## EXERCISE DESCRIPTION
Print exactly the lines below between the line holding "Locate every instance of the distant mountain" and the line holding "Locate every instance of the cloudy", inclusive, and nothing more.

## INPUT DATA
+++
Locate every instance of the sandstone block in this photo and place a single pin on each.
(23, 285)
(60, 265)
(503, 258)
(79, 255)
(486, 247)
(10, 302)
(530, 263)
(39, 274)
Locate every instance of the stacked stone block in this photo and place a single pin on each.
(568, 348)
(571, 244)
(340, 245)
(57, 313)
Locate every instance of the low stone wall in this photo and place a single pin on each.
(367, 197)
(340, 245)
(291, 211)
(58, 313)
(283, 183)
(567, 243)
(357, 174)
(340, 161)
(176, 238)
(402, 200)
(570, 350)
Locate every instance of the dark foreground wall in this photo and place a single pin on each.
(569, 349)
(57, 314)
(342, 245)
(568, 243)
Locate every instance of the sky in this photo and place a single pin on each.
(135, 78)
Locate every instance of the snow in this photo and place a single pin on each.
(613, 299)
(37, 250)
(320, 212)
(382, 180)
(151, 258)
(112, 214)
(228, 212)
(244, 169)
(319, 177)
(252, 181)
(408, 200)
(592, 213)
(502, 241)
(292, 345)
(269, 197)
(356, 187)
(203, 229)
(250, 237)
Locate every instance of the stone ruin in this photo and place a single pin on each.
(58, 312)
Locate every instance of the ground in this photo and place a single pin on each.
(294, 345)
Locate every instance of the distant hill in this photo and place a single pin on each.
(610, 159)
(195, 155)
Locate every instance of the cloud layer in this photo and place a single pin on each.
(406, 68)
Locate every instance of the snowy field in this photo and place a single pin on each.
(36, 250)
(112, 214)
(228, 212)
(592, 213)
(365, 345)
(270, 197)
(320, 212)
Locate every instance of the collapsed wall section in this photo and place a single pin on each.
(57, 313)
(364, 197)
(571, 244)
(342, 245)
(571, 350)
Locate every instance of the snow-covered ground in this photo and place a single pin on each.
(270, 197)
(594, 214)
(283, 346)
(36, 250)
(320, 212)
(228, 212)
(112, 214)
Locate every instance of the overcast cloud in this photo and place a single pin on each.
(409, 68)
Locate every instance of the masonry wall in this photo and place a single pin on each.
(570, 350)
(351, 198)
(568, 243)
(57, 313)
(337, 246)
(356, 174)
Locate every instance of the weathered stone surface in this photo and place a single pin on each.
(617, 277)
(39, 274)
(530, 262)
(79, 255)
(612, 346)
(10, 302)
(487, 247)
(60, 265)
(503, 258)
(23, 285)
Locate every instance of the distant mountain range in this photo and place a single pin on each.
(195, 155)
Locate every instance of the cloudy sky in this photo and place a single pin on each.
+++
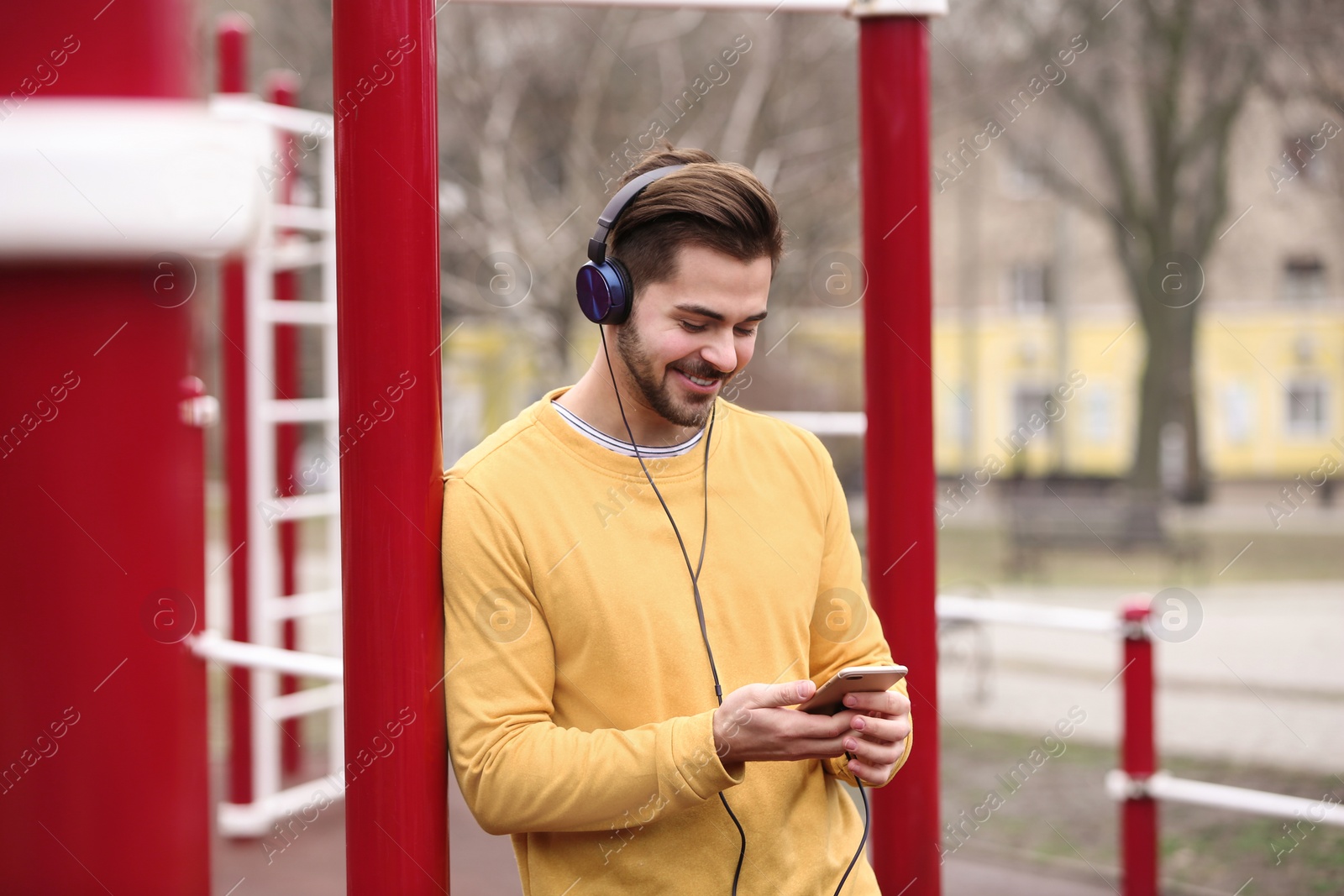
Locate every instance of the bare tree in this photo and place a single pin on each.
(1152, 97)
+++
## SOLUTION BELOW
Locate every instance of the distant mountain range in this photo and place a single pin on each.
(195, 155)
Locate every instance of the cloudy sky in this photo and place a single pin on each.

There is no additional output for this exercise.